▶ [Records for this task]:
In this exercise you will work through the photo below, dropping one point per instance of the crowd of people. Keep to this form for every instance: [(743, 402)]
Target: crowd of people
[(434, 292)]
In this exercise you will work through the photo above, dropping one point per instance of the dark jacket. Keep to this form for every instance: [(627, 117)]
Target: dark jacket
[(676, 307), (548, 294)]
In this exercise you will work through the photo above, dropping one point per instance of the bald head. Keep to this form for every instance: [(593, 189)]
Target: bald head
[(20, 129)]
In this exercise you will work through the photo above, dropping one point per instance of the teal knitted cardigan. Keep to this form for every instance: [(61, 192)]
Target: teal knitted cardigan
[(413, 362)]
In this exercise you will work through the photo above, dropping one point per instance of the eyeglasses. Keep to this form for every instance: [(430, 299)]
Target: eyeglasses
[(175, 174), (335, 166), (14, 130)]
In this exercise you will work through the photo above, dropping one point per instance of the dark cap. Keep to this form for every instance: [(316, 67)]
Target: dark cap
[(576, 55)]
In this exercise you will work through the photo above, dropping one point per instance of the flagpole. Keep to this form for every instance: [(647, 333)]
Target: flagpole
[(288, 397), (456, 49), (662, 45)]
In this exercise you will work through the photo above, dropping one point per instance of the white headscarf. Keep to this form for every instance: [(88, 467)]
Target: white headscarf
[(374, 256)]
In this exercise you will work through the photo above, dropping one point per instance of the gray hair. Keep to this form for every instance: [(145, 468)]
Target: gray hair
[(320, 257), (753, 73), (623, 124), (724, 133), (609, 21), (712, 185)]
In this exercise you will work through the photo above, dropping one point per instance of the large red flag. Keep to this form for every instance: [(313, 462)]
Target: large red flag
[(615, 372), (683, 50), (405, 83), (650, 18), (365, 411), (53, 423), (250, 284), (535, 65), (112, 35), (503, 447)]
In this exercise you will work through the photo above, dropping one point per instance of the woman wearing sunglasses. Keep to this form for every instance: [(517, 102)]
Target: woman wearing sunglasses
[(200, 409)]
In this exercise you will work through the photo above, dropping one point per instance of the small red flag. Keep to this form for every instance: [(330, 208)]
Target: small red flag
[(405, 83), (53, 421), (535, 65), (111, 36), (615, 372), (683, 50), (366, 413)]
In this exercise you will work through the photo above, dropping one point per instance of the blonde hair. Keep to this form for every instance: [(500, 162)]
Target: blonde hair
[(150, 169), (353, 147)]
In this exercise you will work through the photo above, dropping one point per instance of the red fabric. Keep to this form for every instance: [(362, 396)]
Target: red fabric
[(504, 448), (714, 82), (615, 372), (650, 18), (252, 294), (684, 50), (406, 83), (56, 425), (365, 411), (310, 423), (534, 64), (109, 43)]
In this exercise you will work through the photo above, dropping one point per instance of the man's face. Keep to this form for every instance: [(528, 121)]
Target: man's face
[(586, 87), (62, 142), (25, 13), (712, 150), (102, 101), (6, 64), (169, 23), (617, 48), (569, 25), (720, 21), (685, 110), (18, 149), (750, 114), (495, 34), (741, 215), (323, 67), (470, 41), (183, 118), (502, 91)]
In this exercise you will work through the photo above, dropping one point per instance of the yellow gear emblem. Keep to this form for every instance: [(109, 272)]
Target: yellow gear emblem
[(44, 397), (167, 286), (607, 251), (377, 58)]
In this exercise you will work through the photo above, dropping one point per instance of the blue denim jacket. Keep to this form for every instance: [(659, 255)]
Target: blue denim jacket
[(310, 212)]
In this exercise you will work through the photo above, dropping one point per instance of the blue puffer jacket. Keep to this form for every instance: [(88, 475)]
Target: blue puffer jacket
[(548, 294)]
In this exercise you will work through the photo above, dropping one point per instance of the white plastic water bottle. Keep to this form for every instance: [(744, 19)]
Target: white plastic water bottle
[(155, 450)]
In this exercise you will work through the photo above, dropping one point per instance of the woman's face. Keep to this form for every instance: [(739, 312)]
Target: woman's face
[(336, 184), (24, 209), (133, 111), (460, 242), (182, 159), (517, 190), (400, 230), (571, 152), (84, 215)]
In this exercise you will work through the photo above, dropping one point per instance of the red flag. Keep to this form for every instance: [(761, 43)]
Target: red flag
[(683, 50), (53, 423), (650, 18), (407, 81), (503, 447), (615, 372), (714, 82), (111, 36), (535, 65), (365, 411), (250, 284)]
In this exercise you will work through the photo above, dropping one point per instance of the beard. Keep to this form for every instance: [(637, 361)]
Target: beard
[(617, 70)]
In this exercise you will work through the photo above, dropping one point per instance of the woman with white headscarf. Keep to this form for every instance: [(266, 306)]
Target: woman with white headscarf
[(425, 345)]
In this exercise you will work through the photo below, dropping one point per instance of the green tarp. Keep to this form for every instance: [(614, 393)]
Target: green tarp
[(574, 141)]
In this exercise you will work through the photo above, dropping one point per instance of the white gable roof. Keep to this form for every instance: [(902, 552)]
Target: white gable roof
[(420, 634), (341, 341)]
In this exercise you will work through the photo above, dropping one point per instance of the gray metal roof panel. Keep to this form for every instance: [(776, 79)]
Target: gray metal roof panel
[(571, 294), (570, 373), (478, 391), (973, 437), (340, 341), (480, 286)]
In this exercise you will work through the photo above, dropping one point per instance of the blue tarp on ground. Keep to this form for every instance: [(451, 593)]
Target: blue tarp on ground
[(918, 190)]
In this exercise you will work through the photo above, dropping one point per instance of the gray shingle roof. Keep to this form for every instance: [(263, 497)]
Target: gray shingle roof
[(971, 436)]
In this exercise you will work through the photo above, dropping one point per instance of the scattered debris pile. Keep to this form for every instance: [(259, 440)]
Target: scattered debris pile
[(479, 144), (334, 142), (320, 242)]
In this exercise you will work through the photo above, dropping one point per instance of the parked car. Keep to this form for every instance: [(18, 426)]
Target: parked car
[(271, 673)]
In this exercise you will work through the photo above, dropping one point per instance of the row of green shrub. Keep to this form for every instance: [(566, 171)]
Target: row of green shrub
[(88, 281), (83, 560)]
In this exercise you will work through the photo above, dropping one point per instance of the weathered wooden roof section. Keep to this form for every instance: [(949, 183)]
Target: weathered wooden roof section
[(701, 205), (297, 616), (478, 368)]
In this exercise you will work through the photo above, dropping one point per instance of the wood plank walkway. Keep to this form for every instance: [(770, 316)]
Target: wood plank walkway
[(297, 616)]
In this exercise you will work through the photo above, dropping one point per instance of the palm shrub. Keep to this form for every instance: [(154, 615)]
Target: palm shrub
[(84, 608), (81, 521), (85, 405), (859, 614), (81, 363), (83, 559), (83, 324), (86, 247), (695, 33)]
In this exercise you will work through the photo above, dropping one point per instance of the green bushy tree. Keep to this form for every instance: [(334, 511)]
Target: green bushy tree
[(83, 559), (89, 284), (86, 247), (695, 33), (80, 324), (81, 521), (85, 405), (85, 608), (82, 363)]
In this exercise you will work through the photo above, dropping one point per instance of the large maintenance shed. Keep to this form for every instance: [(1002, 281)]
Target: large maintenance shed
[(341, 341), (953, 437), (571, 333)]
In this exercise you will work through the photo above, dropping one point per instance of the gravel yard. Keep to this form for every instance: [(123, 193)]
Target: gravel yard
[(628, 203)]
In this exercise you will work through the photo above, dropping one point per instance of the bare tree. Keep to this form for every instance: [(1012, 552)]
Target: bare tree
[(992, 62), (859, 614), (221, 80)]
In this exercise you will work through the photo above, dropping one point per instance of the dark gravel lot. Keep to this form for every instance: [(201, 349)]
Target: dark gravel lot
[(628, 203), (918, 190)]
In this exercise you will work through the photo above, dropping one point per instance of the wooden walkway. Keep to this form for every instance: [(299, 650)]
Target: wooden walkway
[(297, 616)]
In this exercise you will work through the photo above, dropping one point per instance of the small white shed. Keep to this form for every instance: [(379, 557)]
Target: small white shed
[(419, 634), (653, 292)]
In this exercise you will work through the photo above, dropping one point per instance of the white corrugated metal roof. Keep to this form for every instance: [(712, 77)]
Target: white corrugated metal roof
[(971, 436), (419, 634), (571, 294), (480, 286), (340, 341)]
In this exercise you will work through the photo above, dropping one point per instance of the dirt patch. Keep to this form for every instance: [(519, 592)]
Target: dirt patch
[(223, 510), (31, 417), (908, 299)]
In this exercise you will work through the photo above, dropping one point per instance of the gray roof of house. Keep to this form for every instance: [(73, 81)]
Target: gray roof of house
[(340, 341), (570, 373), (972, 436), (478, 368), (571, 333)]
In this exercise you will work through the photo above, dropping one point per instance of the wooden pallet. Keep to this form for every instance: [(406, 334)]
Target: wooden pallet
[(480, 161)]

▶ [What you should do]:
Reproduce everything in the material above from the line containing "instance: [(712, 77)]" down to the line containing "[(223, 510), (31, 417), (908, 299)]", both lines included, with no changes.

▶ [Exercise solution]:
In this exercise you will work through the photo above, dropping one point per instance of the white corrugated metal roof. Keep to this form for every instance: [(712, 77)]
Target: white corrugated metal roof
[(971, 436), (419, 634), (571, 294), (480, 286), (340, 341)]
In this exercise you will work through the photo above, dropping one point per instance of the dirt patch. Keep to this form for every instance: [(519, 592)]
Target: dirt patch
[(223, 510), (31, 417), (908, 299)]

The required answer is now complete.